**Задание a:**
Перепишите дословно часть отрывка о рассказах Булгакова: от слов «Когда писатель восстает» до слов «год до смерти.» включительно.
*** Цитируемый отрывок
Есть во всем этом что-то надрывное, искусственное.

И даже домашняя сценка, которая должна показать, в какой мирной семье жил и воспитывался юноша, довольно безжизненна. Все эти детали: уютное кресло, портрет на стене, пианино — в единую картинку не связываются и не оживают. Они перечисляются — и только.

В чем тут дело?

Когда писатель восстает в рассказе против кровавой междоусобицы и жестоких расправ, он остается самим собой. Но в том, что весь пафос его обличений обращен против некоего белого генерала, просматриваются, как ни странно это по отношению к Булгакову звучит, определенные конъюнктурные соображения. Видимо, очень нужно было ему в тот момент показать, что он никакой не сторонник белого движения, что враги революции, подобные тому генералу-вешателю, ненавистны ему не меньше, чем любому из большевиков.

Утверждал он это вполне искренне. Но под давлением обстоятельств, без привычной внутренней свободы. И это сразу сказалось. На всем: на сюжете рассказа, на стиле...

Второй и последний раз на такой шаг Булгаков решился через семнадцать лет, менее чем за год до смерти.

И с тем же результатом.

Ровно за месяц до «Красной короны», в сентябре 1922 года, в той же «Накануне» Булгаков опубликовал рассказ «Похождения Чичикова». Совсем иную и по характеру, и по качеству вещь. Родился рассказ как острая непосредственная реакция писателя на странные с его точки зрения для революционной страны контрасты: с одной стороны, вконец обнищавший, истерзанный недавней войной и только что пережитым голодом трудовой люд, в том числе и трудовая интеллигенция, с другой — нэпманы, сытые, довольные жизнью. Частью, быть может, и нужные республике деловые люди, а частью явные мошенники и проходимцы.

Контраст этот Булгаков видел не извне, не со стороны, а изнутри, из собственного голодного и холодного быта. Так он и построил рассказ. Известные по гоголевским «Мертвым душам» персонажи появляются и, почти не маскируясь, разгуливают по всей России, дурача ее и обкрадывая, а он, ученик Гоголя, главного их супостата, остается не у дел. В финале рассказа автор-рассказчик все-таки вмешивается в действие: когда кинулись, наконец, искать Чичикова, решительно предлагает: «Поручите мне».

Поручили. Стал рассказчик метать громы и молнии. Нашел преступника.

«И напрасно Чичиков валялся у меня в ногах и рвал на себе волосы и френч и уверял, что у него нетрудоспособная мать.

— Мать?.. — гремел я, — мать?.. Где миллиарды? Где народные деньги?! Вор!! Взрезать его, мерзавца! У него бриллианты в животе».

Вскрыли его. Тут они.

— Все?

— Все-с.

— Камень на шею и в прорубь!

И стало тихо и чисто.

И я — по телефону:

— Чисто.

А мне в ответ:

— Спасибо. Просите, чего хотите.

— Так я и взметнулся у телефона. И чуть было не выложил в трубку все сметные предложения, которые давно уже терзали меня:

«Брюки... фунт сахару... лампу в 25 свечей...»
******
*** Записи данных
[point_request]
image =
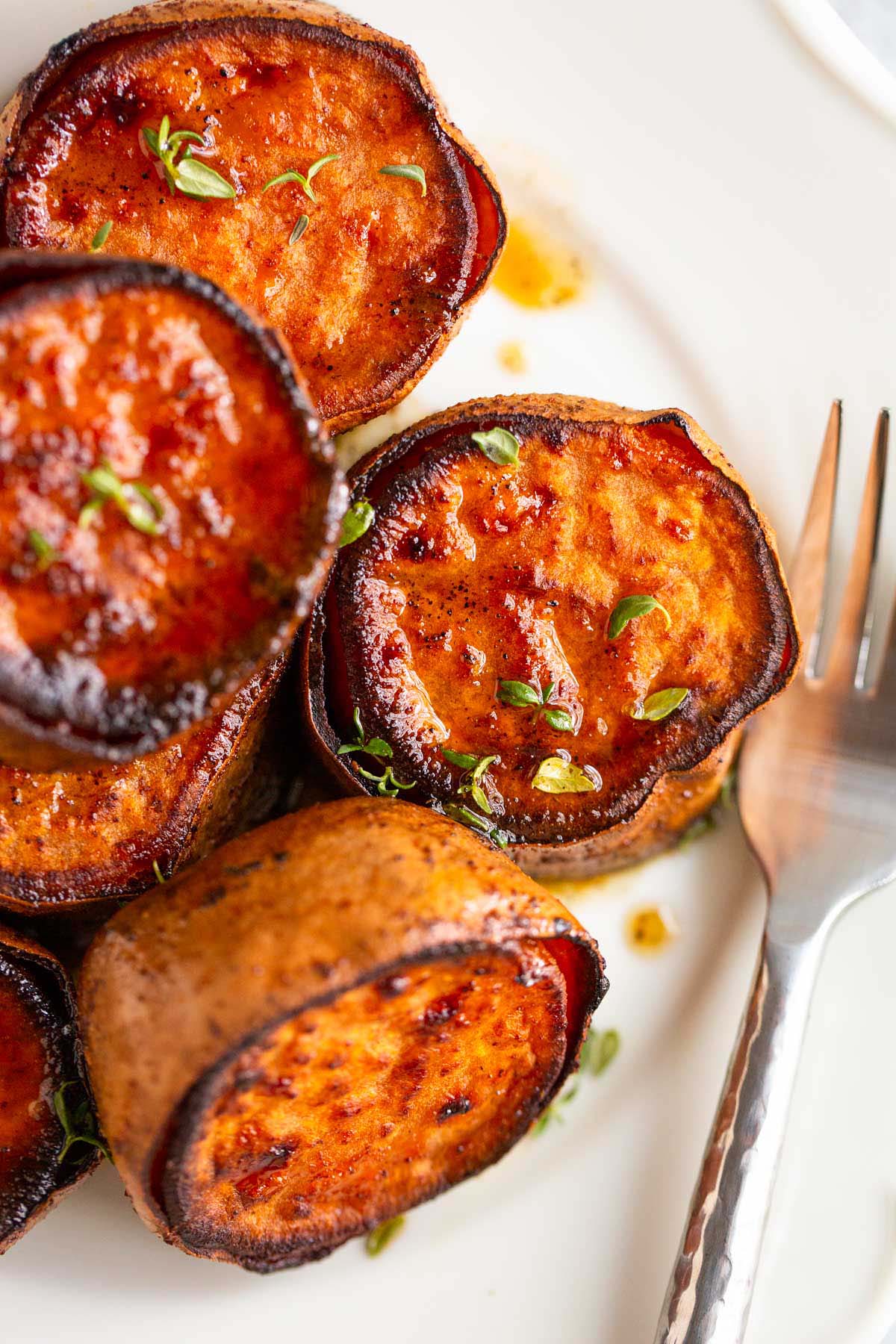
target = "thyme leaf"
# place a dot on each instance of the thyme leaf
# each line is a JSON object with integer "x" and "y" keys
{"x": 383, "y": 1236}
{"x": 187, "y": 175}
{"x": 78, "y": 1124}
{"x": 662, "y": 703}
{"x": 101, "y": 235}
{"x": 632, "y": 608}
{"x": 411, "y": 171}
{"x": 356, "y": 520}
{"x": 499, "y": 445}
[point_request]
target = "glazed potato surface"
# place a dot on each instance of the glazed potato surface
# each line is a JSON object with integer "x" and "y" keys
{"x": 368, "y": 1006}
{"x": 349, "y": 1112}
{"x": 124, "y": 621}
{"x": 381, "y": 272}
{"x": 70, "y": 839}
{"x": 474, "y": 574}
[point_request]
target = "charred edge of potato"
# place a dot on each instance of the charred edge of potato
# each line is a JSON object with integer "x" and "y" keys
{"x": 644, "y": 820}
{"x": 230, "y": 784}
{"x": 33, "y": 1191}
{"x": 287, "y": 920}
{"x": 43, "y": 742}
{"x": 161, "y": 16}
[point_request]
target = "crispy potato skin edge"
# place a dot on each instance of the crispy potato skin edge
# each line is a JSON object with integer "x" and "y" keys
{"x": 677, "y": 797}
{"x": 287, "y": 917}
{"x": 163, "y": 13}
{"x": 16, "y": 947}
{"x": 33, "y": 745}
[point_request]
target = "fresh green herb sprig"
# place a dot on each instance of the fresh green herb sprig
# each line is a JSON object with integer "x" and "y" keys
{"x": 43, "y": 553}
{"x": 356, "y": 522}
{"x": 457, "y": 812}
{"x": 101, "y": 237}
{"x": 521, "y": 695}
{"x": 474, "y": 771}
{"x": 499, "y": 445}
{"x": 662, "y": 703}
{"x": 302, "y": 179}
{"x": 556, "y": 774}
{"x": 78, "y": 1124}
{"x": 187, "y": 175}
{"x": 386, "y": 783}
{"x": 411, "y": 171}
{"x": 598, "y": 1053}
{"x": 134, "y": 499}
{"x": 633, "y": 608}
{"x": 381, "y": 1236}
{"x": 299, "y": 228}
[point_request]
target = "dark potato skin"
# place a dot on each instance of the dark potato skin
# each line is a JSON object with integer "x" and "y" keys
{"x": 273, "y": 87}
{"x": 474, "y": 573}
{"x": 122, "y": 638}
{"x": 80, "y": 841}
{"x": 40, "y": 1051}
{"x": 368, "y": 1006}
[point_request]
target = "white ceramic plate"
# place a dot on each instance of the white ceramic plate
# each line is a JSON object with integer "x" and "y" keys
{"x": 688, "y": 148}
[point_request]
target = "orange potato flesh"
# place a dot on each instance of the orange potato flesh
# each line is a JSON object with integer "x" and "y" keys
{"x": 352, "y": 1112}
{"x": 339, "y": 1057}
{"x": 272, "y": 96}
{"x": 124, "y": 638}
{"x": 77, "y": 839}
{"x": 474, "y": 573}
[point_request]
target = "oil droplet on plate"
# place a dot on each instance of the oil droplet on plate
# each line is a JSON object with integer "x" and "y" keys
{"x": 652, "y": 929}
{"x": 512, "y": 358}
{"x": 536, "y": 269}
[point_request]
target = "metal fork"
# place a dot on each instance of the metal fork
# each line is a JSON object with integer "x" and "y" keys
{"x": 817, "y": 792}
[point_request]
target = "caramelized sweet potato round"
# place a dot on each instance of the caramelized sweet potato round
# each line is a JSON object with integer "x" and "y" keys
{"x": 167, "y": 505}
{"x": 40, "y": 1055}
{"x": 74, "y": 841}
{"x": 370, "y": 1007}
{"x": 470, "y": 632}
{"x": 370, "y": 293}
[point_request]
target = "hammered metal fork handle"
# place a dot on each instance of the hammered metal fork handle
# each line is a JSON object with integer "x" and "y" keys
{"x": 709, "y": 1292}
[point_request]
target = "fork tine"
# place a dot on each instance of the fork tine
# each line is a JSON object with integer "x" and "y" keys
{"x": 809, "y": 574}
{"x": 853, "y": 636}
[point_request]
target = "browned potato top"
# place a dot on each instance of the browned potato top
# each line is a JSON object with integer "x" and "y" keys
{"x": 349, "y": 1112}
{"x": 473, "y": 616}
{"x": 164, "y": 504}
{"x": 379, "y": 276}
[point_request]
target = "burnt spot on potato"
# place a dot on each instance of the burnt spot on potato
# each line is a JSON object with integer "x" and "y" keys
{"x": 300, "y": 90}
{"x": 38, "y": 1057}
{"x": 82, "y": 839}
{"x": 472, "y": 620}
{"x": 131, "y": 517}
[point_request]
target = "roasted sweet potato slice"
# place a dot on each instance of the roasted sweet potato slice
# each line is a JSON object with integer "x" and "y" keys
{"x": 75, "y": 841}
{"x": 551, "y": 625}
{"x": 167, "y": 505}
{"x": 368, "y": 1006}
{"x": 366, "y": 272}
{"x": 40, "y": 1074}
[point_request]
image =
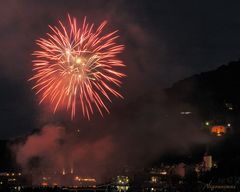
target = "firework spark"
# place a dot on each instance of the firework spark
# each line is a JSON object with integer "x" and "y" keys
{"x": 77, "y": 66}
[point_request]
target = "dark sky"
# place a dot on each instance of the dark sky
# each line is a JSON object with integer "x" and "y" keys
{"x": 165, "y": 41}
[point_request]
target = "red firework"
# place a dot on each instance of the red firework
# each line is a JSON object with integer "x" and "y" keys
{"x": 77, "y": 66}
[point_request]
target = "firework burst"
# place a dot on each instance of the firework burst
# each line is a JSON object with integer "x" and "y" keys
{"x": 77, "y": 67}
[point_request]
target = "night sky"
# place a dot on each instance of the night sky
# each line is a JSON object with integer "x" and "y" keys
{"x": 165, "y": 42}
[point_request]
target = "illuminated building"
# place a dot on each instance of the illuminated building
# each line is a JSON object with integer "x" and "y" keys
{"x": 122, "y": 183}
{"x": 218, "y": 130}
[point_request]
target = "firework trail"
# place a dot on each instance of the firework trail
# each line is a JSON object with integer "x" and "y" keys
{"x": 77, "y": 67}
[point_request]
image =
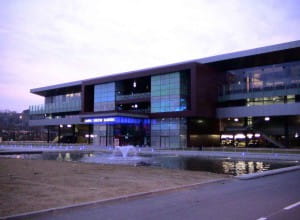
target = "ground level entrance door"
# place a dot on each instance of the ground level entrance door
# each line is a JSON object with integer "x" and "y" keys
{"x": 164, "y": 141}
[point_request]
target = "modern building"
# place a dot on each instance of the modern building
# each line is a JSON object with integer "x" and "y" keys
{"x": 247, "y": 98}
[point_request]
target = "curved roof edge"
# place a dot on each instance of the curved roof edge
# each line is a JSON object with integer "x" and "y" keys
{"x": 250, "y": 52}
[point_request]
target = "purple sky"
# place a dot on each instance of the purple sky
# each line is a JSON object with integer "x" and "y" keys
{"x": 46, "y": 42}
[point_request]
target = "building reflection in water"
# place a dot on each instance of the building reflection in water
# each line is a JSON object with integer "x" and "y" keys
{"x": 244, "y": 167}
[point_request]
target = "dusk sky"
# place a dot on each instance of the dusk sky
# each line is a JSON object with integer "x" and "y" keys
{"x": 46, "y": 42}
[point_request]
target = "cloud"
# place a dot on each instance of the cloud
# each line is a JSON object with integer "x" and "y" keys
{"x": 48, "y": 42}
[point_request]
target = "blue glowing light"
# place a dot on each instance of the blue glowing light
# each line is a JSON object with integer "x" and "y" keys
{"x": 116, "y": 120}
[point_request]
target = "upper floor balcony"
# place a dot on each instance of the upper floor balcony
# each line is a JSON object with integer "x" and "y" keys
{"x": 70, "y": 106}
{"x": 242, "y": 91}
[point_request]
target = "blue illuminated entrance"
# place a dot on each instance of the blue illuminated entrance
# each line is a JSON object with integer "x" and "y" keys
{"x": 116, "y": 120}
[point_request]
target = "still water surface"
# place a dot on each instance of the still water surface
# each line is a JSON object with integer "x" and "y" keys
{"x": 222, "y": 165}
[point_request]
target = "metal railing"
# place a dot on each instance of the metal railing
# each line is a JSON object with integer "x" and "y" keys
{"x": 133, "y": 96}
{"x": 55, "y": 107}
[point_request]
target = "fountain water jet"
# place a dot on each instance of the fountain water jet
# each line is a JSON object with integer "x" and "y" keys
{"x": 125, "y": 150}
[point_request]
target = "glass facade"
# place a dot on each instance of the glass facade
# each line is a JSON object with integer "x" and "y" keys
{"x": 104, "y": 97}
{"x": 60, "y": 103}
{"x": 103, "y": 135}
{"x": 168, "y": 132}
{"x": 169, "y": 92}
{"x": 277, "y": 79}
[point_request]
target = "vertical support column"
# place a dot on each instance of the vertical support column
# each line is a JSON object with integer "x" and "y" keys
{"x": 48, "y": 134}
{"x": 90, "y": 129}
{"x": 188, "y": 138}
{"x": 59, "y": 131}
{"x": 73, "y": 134}
{"x": 286, "y": 131}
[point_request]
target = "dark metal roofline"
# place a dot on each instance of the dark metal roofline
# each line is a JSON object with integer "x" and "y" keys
{"x": 42, "y": 90}
{"x": 250, "y": 52}
{"x": 207, "y": 60}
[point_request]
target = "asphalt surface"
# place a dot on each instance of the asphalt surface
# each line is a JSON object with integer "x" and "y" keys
{"x": 270, "y": 197}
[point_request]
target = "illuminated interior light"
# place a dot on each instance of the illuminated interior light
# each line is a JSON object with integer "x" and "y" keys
{"x": 249, "y": 136}
{"x": 239, "y": 136}
{"x": 226, "y": 136}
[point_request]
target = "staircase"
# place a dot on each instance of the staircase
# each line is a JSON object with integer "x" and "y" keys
{"x": 271, "y": 140}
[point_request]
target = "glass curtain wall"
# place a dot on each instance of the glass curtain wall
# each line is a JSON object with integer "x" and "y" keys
{"x": 104, "y": 97}
{"x": 103, "y": 135}
{"x": 169, "y": 92}
{"x": 283, "y": 76}
{"x": 168, "y": 133}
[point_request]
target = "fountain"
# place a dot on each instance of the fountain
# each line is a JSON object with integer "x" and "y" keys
{"x": 125, "y": 150}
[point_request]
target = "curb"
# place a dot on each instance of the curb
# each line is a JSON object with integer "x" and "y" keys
{"x": 267, "y": 173}
{"x": 114, "y": 199}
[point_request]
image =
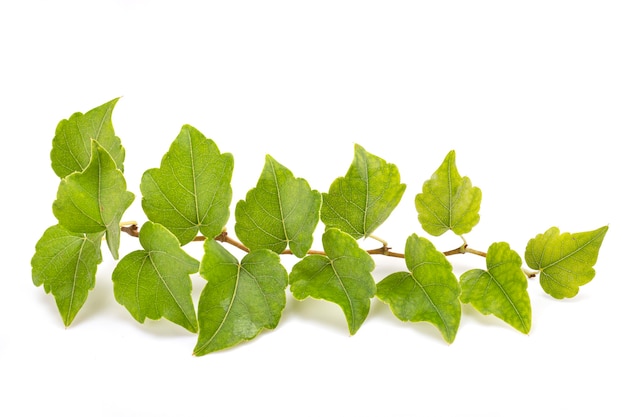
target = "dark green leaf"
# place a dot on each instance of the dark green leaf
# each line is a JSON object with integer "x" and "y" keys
{"x": 71, "y": 146}
{"x": 155, "y": 282}
{"x": 428, "y": 292}
{"x": 191, "y": 191}
{"x": 95, "y": 199}
{"x": 239, "y": 299}
{"x": 65, "y": 263}
{"x": 501, "y": 290}
{"x": 342, "y": 276}
{"x": 282, "y": 210}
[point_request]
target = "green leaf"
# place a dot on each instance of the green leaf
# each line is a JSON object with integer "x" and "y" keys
{"x": 428, "y": 292}
{"x": 448, "y": 201}
{"x": 191, "y": 191}
{"x": 362, "y": 200}
{"x": 95, "y": 199}
{"x": 71, "y": 146}
{"x": 239, "y": 299}
{"x": 501, "y": 290}
{"x": 565, "y": 261}
{"x": 342, "y": 276}
{"x": 65, "y": 263}
{"x": 154, "y": 282}
{"x": 282, "y": 210}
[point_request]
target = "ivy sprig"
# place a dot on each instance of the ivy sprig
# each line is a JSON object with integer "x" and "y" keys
{"x": 188, "y": 197}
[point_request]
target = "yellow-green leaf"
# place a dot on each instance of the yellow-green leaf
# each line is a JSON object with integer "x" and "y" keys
{"x": 565, "y": 261}
{"x": 429, "y": 291}
{"x": 448, "y": 201}
{"x": 500, "y": 290}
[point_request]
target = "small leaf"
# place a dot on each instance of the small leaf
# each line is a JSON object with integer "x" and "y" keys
{"x": 282, "y": 210}
{"x": 342, "y": 276}
{"x": 71, "y": 146}
{"x": 95, "y": 199}
{"x": 154, "y": 282}
{"x": 362, "y": 200}
{"x": 565, "y": 261}
{"x": 239, "y": 299}
{"x": 447, "y": 201}
{"x": 65, "y": 263}
{"x": 428, "y": 292}
{"x": 191, "y": 191}
{"x": 501, "y": 290}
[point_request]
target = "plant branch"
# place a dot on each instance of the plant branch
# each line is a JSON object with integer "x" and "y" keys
{"x": 132, "y": 229}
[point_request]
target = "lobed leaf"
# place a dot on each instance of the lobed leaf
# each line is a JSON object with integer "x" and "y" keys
{"x": 565, "y": 261}
{"x": 448, "y": 201}
{"x": 429, "y": 291}
{"x": 240, "y": 298}
{"x": 191, "y": 191}
{"x": 342, "y": 276}
{"x": 155, "y": 282}
{"x": 501, "y": 290}
{"x": 65, "y": 263}
{"x": 95, "y": 199}
{"x": 362, "y": 200}
{"x": 71, "y": 145}
{"x": 281, "y": 211}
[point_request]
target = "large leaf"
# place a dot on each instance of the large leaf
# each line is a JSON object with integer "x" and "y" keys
{"x": 342, "y": 276}
{"x": 362, "y": 200}
{"x": 448, "y": 201}
{"x": 154, "y": 282}
{"x": 240, "y": 298}
{"x": 565, "y": 261}
{"x": 282, "y": 210}
{"x": 501, "y": 290}
{"x": 95, "y": 199}
{"x": 429, "y": 291}
{"x": 191, "y": 191}
{"x": 71, "y": 146}
{"x": 65, "y": 263}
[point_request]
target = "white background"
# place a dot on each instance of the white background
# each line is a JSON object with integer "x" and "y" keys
{"x": 531, "y": 95}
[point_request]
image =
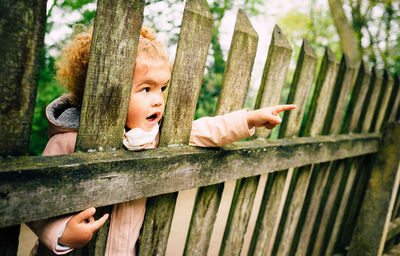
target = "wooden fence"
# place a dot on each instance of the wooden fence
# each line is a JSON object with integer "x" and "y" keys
{"x": 318, "y": 171}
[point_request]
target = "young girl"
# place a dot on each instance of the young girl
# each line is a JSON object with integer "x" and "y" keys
{"x": 151, "y": 76}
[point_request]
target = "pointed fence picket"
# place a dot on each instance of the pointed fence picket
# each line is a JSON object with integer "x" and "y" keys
{"x": 316, "y": 172}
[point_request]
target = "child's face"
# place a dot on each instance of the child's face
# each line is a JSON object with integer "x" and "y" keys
{"x": 146, "y": 105}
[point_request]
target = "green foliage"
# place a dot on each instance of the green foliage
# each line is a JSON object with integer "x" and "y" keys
{"x": 48, "y": 90}
{"x": 48, "y": 87}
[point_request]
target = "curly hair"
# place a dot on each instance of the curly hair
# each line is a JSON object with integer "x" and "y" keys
{"x": 73, "y": 64}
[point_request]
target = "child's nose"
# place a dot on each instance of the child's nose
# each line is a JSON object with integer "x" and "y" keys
{"x": 157, "y": 100}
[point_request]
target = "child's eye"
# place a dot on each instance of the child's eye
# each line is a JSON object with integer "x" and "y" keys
{"x": 147, "y": 89}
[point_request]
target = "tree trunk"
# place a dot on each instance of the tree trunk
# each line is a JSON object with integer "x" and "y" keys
{"x": 348, "y": 40}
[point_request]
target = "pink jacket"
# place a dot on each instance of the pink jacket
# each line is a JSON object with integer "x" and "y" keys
{"x": 127, "y": 218}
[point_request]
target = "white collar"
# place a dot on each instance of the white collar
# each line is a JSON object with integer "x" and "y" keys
{"x": 136, "y": 139}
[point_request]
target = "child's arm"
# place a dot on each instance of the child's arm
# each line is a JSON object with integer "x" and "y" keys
{"x": 267, "y": 117}
{"x": 76, "y": 229}
{"x": 79, "y": 229}
{"x": 222, "y": 130}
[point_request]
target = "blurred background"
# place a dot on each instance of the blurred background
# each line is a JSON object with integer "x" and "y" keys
{"x": 367, "y": 28}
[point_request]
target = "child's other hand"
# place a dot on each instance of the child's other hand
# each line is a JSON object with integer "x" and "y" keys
{"x": 79, "y": 229}
{"x": 267, "y": 117}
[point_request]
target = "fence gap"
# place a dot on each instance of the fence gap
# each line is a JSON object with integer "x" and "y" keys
{"x": 269, "y": 94}
{"x": 186, "y": 79}
{"x": 291, "y": 123}
{"x": 384, "y": 95}
{"x": 394, "y": 103}
{"x": 22, "y": 37}
{"x": 314, "y": 124}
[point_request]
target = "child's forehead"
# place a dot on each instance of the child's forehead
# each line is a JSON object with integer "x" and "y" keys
{"x": 154, "y": 69}
{"x": 145, "y": 62}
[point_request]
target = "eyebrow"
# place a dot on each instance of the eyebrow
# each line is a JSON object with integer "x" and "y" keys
{"x": 152, "y": 82}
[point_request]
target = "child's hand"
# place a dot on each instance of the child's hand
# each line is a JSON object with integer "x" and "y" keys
{"x": 80, "y": 228}
{"x": 267, "y": 117}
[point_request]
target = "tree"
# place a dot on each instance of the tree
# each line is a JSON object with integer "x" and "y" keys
{"x": 370, "y": 29}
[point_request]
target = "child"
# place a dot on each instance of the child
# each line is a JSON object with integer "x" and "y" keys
{"x": 151, "y": 77}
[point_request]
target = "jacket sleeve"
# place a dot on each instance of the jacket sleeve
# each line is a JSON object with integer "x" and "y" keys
{"x": 220, "y": 130}
{"x": 48, "y": 230}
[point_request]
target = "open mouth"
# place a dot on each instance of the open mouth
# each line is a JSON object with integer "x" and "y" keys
{"x": 152, "y": 117}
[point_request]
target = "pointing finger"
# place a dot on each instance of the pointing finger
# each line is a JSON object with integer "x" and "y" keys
{"x": 86, "y": 214}
{"x": 98, "y": 223}
{"x": 281, "y": 108}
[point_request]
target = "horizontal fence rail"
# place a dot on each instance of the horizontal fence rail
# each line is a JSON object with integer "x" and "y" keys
{"x": 97, "y": 179}
{"x": 312, "y": 180}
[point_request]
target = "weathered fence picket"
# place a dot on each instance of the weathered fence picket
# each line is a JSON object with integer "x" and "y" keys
{"x": 233, "y": 93}
{"x": 336, "y": 170}
{"x": 184, "y": 89}
{"x": 349, "y": 125}
{"x": 316, "y": 172}
{"x": 298, "y": 95}
{"x": 305, "y": 174}
{"x": 370, "y": 236}
{"x": 107, "y": 93}
{"x": 318, "y": 112}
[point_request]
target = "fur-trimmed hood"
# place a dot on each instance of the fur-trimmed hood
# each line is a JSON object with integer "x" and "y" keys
{"x": 62, "y": 116}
******
**Задание b:**
Подсчитайте, сколько строк записей содержат слово «curtain». В ответе укажите только число.

**Ответ a:**
Когда писатель восстает в рассказе против кровавой междоусобицы и жестоких расправ, он остается самим собой. Но в том, что весь пафос его обличений обращен против некоего белого генерала, просматриваются, как ни странно это по отношению к Булгакову звучит, определенные конъюнктурные соображения. Видимо, очень нужно было ему в тот момент показать, что он никакой не сторонник белого движения, что враги революции, подобные тому генералу-вешателю, ненавистны ему не меньше, чем любому из большевиков.

Утверждал он это вполне искренне. Но под давлением обстоятельств, без привычной внутренней свободы. И это сразу сказалось. На всем: на сюжете рассказа, на стиле...

Второй и последний раз на такой шаг Булгаков решился через семнадцать лет, менее чем за год до смерти.

**Ответ b:**
2